● **Given task**
Return exactly the lines that run from the one containing "Where can the window frame" to the end of the entries, with both ends included.
[Material provided start]
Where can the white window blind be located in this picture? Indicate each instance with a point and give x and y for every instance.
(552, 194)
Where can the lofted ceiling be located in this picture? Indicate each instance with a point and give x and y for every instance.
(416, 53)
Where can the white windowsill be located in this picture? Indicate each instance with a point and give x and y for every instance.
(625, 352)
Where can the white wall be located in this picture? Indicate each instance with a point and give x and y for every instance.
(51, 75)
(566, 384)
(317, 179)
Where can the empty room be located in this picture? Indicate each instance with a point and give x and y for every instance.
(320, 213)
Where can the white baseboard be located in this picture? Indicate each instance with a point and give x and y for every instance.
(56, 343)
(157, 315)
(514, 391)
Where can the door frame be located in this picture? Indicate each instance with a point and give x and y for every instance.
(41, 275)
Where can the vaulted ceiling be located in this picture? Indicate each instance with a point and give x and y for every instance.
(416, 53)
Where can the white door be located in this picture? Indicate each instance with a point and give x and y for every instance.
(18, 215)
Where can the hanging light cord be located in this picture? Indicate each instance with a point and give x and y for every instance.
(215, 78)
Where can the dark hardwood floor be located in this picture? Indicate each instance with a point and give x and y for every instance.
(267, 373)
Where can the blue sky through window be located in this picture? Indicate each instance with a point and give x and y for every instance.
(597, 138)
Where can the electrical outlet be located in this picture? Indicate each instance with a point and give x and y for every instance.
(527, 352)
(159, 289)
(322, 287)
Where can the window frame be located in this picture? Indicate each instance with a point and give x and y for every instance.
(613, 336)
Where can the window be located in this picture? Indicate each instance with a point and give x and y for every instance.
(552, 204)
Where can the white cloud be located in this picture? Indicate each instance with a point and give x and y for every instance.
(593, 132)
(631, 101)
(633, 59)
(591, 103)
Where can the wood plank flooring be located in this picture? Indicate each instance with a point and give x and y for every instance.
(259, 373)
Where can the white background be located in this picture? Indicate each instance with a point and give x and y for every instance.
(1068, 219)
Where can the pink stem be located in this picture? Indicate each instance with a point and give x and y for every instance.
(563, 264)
[Material provided end]
● **Exercise answer**
Where can the window frame be located in this picture? Indicate each instance with a point and give x and y for every instance.
(613, 336)
Where can the window be located in this picture? Indicate each instance with a point and give x and y for every instance.
(552, 204)
Where can the white cloud be located in this picture? Indicate each instance with a point and give x and y for every instance.
(593, 132)
(631, 101)
(633, 59)
(591, 103)
Where can the wood plank flooring be located in this picture? Indicate each instance with a point and give x and y for every instance.
(259, 373)
Where can the white background be located in this picture? Indicate each instance with a point and give x and y for every instance.
(1068, 219)
Where can the pink stem be located in this picture? Indicate each instance with a point and give x and y for every instance.
(563, 264)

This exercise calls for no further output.